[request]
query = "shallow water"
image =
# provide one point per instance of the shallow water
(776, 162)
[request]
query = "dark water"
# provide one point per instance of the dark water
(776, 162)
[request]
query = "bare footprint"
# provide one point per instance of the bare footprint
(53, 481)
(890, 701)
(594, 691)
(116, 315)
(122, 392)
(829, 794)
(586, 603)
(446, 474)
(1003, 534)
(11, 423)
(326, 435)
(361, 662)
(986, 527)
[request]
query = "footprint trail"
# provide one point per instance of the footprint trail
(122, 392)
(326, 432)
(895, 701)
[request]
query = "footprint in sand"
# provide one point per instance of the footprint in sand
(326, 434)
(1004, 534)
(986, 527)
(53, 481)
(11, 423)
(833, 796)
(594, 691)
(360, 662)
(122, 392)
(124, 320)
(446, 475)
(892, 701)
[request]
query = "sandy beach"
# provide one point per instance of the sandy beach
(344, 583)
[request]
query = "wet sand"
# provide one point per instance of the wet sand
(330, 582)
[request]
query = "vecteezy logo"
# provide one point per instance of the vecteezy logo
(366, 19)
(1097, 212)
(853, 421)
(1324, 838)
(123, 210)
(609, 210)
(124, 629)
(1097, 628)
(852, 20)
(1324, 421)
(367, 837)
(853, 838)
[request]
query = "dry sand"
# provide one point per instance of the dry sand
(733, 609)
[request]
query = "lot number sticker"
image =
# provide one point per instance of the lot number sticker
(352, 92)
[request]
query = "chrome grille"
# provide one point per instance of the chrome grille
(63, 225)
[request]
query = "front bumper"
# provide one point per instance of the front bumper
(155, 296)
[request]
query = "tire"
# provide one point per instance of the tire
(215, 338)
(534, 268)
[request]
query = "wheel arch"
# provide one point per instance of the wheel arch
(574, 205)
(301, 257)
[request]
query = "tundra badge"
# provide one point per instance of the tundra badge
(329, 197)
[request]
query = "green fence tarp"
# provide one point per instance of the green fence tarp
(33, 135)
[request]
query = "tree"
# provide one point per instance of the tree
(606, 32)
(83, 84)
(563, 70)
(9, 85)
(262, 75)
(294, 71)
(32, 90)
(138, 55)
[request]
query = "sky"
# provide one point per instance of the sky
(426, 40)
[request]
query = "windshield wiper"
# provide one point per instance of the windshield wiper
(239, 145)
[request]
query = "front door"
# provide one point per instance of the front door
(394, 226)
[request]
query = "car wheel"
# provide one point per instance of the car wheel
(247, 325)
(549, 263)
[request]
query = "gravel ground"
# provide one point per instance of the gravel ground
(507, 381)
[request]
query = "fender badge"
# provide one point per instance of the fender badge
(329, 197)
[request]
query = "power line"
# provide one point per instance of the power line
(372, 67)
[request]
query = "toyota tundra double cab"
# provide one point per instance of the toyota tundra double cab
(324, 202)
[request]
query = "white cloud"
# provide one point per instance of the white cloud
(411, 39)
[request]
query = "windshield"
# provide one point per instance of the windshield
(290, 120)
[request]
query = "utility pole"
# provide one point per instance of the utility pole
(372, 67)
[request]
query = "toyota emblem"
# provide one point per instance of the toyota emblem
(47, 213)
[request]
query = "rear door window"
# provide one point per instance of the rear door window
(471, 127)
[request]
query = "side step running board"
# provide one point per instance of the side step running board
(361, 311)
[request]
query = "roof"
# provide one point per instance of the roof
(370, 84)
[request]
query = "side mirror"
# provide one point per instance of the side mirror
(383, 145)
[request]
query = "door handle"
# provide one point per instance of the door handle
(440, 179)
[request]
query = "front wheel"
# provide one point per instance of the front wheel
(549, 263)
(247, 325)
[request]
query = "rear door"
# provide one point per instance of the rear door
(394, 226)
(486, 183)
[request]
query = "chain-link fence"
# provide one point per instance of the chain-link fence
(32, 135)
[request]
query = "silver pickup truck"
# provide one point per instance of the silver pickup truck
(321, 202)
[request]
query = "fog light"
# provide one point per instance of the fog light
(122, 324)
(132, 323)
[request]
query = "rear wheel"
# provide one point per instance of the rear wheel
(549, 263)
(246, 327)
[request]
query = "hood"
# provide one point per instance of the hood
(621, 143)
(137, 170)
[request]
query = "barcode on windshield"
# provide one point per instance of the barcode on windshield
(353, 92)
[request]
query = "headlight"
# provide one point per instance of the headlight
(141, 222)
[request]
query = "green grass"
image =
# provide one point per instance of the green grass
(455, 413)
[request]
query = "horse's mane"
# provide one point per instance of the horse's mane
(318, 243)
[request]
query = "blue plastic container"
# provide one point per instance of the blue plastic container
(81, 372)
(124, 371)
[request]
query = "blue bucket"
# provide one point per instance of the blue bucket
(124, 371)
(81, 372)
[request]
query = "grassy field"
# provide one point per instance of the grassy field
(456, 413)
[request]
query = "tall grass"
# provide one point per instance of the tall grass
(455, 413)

══════

Pick out each line of the items above that contains the word "tree", and copy those lines.

query = "tree"
# provide one point per instance of the tree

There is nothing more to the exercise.